Why Do We Blush? and Other Scientific Mysteries

What is antimatter? Why do we age? How do migrating animals find their way back home? These are just some of the 75 questions answered in The Where, the Why, and the How. What makes this book more than a technical Q&A, however, is that the answers come from both scientists and artists.

“Many people see science as a dry, robotic enterprise without a lot of emotion or wonder in it, which is tragically inaccurate,” says Brett Marroqun, a PhD candidate in the psychology department at Yale University and a contributor to the book. “This project makes it really clear in a neat way that regardless of our approach to understanding things, artists and scientists—and humans in general—are united by excitement and wonder about the unknown.”

The team behind the book (designer Jenny Volvovski, illustrator Julia Rothman and animator Matt Lamothe) was inspired by the elegant diagrams and scientific illustrations found in old biology books. Their update on the idea combines text written by scientists from major institutions including Yale, Rutgers, and the University of California at Berkeley and well-known illustrators (including Marc Bell, Josh Cochran, and Susie Ghahremani). The result is scientific, yet with tongue planted firmly in cheek. Why do we blush? includes a discussion of blood vessels and the sympathetic nervous system, along with a drawing of a naked man with his internal organs exposed (you’d blush too).

See more images from the book below.
□ □ □ □
→ **Aim of the task**: In the article about The Where, the Why, and the How, how many questions does the book answer?

→ **Data under study**:
□ □ □ □
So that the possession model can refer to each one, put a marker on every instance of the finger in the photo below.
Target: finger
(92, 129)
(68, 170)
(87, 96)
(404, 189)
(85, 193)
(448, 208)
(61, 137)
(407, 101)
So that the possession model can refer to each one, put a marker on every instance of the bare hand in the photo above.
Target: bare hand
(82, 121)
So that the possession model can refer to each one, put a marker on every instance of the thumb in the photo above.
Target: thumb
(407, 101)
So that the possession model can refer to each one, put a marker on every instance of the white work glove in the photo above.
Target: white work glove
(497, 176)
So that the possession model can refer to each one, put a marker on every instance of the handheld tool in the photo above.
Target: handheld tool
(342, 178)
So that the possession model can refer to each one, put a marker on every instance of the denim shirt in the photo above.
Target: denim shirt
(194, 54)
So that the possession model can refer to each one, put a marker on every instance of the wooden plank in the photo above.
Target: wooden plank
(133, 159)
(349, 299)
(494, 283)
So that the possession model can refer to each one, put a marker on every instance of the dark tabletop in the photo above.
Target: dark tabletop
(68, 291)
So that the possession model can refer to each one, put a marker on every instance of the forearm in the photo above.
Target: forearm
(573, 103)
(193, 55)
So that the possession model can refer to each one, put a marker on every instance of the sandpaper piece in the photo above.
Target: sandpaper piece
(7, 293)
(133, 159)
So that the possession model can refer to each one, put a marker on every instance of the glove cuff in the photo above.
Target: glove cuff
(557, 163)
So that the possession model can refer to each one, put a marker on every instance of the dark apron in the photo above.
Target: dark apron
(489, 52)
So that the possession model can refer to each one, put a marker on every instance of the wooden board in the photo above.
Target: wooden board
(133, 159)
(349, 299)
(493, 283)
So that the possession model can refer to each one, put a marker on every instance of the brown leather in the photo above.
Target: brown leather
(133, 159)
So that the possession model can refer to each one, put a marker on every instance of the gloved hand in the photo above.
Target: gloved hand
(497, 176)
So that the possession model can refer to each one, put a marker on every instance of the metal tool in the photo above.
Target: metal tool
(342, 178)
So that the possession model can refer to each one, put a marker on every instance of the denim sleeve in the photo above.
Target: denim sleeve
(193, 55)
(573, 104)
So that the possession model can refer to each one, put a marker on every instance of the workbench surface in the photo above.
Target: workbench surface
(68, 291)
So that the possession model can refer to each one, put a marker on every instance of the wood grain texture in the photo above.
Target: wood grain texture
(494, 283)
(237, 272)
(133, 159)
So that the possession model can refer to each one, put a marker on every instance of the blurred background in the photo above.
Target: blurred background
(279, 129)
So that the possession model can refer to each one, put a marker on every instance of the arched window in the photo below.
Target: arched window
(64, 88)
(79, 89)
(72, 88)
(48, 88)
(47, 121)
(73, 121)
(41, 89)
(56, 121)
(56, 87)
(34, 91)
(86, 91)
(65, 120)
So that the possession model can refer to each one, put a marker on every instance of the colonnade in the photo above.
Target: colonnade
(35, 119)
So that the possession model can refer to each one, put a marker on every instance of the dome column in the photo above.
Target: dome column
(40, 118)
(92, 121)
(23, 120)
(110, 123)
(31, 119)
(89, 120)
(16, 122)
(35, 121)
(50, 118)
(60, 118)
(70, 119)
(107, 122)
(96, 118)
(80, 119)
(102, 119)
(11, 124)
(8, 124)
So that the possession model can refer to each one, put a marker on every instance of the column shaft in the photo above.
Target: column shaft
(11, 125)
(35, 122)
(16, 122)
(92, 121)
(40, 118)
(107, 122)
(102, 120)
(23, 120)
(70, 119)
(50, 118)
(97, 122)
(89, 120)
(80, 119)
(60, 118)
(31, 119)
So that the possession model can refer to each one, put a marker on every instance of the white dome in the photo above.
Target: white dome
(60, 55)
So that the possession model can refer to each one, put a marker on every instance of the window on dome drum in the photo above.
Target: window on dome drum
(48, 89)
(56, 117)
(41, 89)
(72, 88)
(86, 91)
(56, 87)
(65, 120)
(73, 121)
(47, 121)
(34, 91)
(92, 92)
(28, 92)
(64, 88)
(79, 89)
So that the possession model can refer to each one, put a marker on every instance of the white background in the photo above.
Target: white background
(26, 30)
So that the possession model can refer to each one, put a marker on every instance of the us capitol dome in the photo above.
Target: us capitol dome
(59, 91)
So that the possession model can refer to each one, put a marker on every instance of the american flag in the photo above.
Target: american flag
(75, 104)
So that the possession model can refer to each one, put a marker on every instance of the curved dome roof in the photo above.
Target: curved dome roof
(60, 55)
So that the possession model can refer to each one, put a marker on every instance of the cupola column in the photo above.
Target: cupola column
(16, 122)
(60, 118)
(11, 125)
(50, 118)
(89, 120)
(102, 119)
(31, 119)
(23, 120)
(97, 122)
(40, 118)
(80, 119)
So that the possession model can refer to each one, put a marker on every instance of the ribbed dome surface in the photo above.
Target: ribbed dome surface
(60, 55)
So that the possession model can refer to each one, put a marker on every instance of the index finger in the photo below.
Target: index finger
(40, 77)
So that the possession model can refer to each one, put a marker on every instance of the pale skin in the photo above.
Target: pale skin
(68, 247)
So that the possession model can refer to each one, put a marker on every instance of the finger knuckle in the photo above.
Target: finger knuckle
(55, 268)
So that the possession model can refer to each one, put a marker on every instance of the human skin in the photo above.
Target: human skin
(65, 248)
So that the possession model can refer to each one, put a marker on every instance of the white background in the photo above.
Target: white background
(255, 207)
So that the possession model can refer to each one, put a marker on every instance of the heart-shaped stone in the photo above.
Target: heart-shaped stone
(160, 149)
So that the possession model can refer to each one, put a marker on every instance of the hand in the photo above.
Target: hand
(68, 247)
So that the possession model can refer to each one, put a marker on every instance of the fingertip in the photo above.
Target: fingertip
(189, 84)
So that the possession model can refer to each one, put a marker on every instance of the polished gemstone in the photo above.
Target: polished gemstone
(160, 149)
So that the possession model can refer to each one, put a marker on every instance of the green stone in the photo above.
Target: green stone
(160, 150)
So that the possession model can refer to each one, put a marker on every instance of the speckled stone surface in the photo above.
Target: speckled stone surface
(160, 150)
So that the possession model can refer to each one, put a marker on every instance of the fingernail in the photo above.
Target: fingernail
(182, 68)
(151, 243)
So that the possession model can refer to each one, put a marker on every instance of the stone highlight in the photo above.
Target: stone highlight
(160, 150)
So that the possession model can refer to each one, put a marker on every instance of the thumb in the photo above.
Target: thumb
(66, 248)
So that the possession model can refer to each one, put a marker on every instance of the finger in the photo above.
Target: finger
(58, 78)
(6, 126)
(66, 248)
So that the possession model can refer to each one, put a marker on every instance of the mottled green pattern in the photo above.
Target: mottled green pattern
□ □ □ □
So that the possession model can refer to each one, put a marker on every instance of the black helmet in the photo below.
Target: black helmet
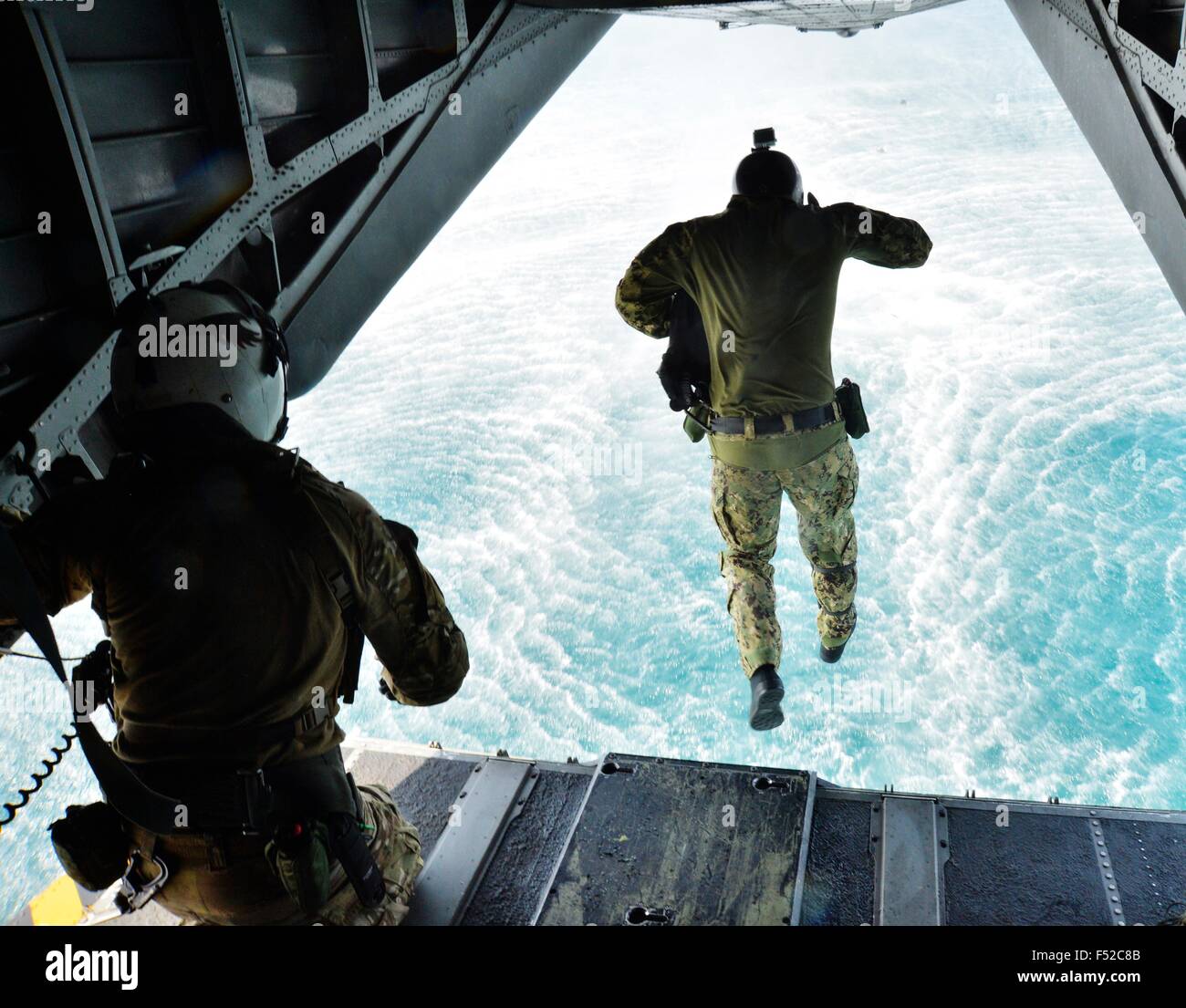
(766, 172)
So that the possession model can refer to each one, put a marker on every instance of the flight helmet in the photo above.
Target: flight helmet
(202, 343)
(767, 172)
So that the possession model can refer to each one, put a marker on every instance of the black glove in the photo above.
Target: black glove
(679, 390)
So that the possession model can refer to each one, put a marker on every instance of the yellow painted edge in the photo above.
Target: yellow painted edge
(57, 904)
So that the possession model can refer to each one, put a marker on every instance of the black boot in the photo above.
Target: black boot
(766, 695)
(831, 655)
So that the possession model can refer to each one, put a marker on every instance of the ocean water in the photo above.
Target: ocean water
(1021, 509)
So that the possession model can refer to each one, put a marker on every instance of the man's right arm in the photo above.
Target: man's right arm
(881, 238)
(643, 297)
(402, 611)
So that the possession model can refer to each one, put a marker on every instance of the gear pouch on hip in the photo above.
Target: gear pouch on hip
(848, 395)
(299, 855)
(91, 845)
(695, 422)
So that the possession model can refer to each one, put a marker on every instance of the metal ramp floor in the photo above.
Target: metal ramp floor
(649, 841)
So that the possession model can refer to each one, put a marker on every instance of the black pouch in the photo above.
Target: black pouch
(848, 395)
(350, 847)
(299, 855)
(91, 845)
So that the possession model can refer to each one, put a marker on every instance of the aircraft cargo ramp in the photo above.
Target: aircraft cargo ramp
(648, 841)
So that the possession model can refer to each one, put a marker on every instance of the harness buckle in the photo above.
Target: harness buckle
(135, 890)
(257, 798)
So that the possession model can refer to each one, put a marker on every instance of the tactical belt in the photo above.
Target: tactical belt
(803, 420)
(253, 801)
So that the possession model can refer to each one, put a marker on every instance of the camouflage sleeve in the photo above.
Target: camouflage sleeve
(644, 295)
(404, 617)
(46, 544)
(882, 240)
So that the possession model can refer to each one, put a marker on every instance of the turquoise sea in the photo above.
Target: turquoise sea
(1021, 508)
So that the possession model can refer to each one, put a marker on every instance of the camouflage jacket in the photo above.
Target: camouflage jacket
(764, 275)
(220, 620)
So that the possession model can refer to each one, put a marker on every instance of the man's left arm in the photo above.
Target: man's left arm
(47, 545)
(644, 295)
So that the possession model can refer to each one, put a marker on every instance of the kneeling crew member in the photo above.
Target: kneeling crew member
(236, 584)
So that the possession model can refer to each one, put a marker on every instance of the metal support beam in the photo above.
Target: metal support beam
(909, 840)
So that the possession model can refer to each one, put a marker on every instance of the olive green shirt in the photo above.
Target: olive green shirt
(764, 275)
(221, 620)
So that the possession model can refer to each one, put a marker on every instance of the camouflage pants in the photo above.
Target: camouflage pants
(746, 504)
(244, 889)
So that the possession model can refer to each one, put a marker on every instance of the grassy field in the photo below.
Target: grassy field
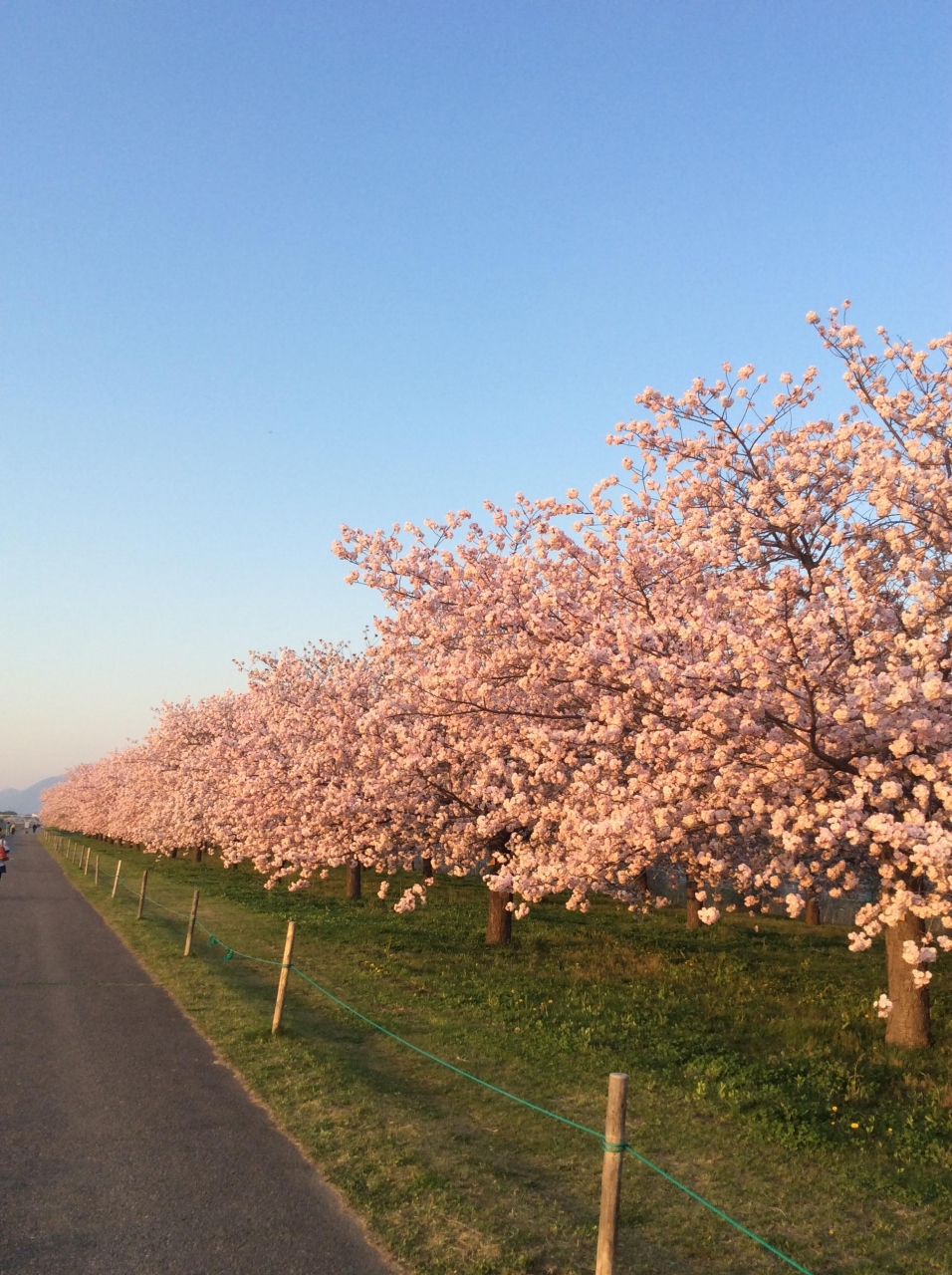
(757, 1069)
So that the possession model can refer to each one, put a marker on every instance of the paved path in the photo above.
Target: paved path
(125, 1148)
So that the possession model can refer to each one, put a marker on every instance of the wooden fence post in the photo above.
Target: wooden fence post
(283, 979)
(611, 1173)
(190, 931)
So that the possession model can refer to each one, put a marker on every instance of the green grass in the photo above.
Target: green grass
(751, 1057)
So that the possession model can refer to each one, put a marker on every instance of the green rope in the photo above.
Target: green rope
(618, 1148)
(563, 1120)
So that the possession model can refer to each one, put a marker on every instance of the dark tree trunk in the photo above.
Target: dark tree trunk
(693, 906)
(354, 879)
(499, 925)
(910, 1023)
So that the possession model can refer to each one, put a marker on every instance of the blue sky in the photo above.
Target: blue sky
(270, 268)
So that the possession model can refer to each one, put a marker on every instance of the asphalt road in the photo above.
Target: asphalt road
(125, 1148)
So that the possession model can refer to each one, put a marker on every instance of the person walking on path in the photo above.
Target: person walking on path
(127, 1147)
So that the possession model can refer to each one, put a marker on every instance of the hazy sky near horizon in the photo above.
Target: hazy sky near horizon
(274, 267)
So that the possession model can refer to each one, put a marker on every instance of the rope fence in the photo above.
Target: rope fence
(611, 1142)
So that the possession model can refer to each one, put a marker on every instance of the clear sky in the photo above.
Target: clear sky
□ □ □ □
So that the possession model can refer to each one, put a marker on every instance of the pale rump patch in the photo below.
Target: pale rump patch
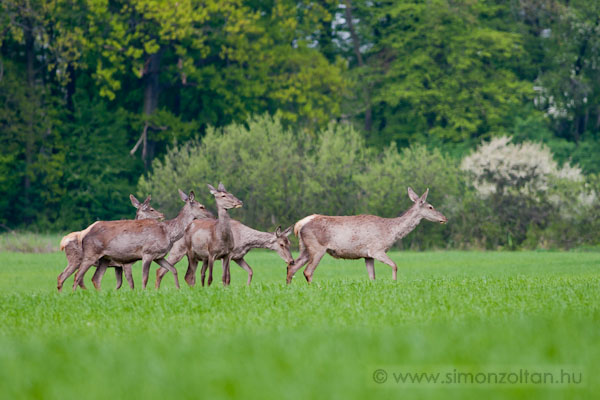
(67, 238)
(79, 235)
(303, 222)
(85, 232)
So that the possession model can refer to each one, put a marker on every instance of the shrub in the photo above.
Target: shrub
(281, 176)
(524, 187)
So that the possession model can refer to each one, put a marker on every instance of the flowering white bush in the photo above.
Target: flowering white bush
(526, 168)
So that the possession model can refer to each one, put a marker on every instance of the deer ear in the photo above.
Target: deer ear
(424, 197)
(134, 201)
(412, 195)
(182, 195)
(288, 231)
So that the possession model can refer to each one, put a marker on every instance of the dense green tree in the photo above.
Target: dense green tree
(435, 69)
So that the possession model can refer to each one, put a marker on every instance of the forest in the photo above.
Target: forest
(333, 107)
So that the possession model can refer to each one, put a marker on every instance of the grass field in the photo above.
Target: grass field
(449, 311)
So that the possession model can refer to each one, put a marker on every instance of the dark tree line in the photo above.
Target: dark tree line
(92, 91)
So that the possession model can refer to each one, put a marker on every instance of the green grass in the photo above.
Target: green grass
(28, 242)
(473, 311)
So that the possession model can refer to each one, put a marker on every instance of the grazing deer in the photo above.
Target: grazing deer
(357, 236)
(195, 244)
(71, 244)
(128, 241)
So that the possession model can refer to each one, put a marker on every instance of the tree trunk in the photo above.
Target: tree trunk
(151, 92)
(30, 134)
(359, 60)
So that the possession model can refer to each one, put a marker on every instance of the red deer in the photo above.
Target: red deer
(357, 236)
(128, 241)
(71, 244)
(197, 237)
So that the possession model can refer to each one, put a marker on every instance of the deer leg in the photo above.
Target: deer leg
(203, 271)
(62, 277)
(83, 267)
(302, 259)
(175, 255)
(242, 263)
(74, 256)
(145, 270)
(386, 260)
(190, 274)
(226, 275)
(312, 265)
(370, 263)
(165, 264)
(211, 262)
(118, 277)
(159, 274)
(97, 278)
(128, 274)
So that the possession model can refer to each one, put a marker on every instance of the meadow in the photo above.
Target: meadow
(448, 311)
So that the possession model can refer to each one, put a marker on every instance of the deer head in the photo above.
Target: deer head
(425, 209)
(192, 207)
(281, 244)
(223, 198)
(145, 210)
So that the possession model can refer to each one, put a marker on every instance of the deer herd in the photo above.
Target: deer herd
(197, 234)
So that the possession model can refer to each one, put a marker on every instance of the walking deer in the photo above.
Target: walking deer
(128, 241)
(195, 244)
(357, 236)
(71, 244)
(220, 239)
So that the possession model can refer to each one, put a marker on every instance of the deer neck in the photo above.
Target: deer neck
□ □ □ □
→ **Answer box**: 75